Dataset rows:
## Begin

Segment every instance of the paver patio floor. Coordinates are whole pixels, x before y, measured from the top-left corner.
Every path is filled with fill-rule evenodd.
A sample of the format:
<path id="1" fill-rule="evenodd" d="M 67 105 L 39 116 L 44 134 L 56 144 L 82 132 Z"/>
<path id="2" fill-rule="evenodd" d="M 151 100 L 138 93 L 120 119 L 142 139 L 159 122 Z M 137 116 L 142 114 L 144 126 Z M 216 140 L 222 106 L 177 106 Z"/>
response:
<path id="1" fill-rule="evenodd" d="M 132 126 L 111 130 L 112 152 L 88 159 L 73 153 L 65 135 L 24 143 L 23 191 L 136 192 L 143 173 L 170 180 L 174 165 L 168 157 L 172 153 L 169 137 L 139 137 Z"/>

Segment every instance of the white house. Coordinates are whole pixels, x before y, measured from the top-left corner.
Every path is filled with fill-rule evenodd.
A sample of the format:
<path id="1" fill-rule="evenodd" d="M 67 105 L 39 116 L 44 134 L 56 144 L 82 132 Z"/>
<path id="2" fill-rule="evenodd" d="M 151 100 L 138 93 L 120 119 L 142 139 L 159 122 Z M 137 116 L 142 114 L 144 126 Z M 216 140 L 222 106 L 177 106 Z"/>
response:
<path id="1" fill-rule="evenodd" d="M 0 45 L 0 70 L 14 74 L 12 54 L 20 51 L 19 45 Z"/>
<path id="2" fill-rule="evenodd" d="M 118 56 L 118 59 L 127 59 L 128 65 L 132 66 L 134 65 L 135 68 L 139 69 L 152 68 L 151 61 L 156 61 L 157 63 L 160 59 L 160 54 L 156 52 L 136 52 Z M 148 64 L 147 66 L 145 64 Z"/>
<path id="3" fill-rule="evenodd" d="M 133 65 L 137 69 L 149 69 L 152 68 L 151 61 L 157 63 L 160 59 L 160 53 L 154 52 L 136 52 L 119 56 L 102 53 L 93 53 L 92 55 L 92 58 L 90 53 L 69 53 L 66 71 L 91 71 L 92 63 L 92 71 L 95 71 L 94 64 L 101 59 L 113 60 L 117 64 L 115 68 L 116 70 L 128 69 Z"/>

## End

Rewrite every line of the rows above as a numbered list, leaving out the blank lines.

1. Segment every instance of the paver patio floor. Coordinates are whole pixels, x before y, measured from the top-left corner.
2. Every path is filled with fill-rule evenodd.
3. A sample of the format:
4. <path id="1" fill-rule="evenodd" d="M 67 105 L 39 116 L 44 134 L 56 144 L 82 132 Z"/>
5. <path id="2" fill-rule="evenodd" d="M 151 100 L 138 93 L 120 119 L 142 139 L 159 122 Z M 137 116 L 142 114 L 144 126 Z M 216 140 L 222 106 L 177 106 Z"/>
6. response:
7. <path id="1" fill-rule="evenodd" d="M 132 126 L 111 130 L 112 152 L 88 159 L 73 153 L 65 135 L 24 143 L 23 191 L 136 192 L 143 173 L 170 180 L 174 165 L 168 157 L 172 153 L 169 137 L 139 137 Z"/>
8. Segment every instance of the white house. Coordinates are whole pixels, x before y, measured from the top-left corner.
9. Every path is filled with fill-rule evenodd.
10. A sample of the format:
11. <path id="1" fill-rule="evenodd" d="M 67 105 L 39 116 L 44 134 L 56 144 L 82 132 Z"/>
12. <path id="2" fill-rule="evenodd" d="M 151 100 L 138 93 L 120 119 L 142 139 L 159 122 Z M 137 116 L 142 114 L 144 126 Z M 216 140 L 222 106 L 177 106 Z"/>
13. response:
14. <path id="1" fill-rule="evenodd" d="M 0 45 L 0 70 L 14 74 L 12 54 L 20 51 L 19 45 Z"/>
15. <path id="2" fill-rule="evenodd" d="M 118 56 L 118 59 L 127 59 L 128 65 L 132 66 L 134 65 L 135 68 L 139 69 L 152 68 L 151 61 L 156 61 L 157 63 L 160 59 L 160 54 L 156 52 L 136 52 Z M 148 64 L 147 66 L 145 64 Z"/>
16. <path id="3" fill-rule="evenodd" d="M 133 65 L 137 69 L 149 69 L 152 68 L 151 61 L 157 63 L 160 59 L 160 53 L 154 52 L 136 52 L 119 56 L 102 53 L 93 53 L 92 55 L 92 58 L 90 53 L 69 53 L 66 71 L 91 71 L 92 63 L 92 71 L 95 71 L 94 64 L 101 59 L 113 60 L 117 64 L 115 68 L 116 70 L 128 69 Z"/>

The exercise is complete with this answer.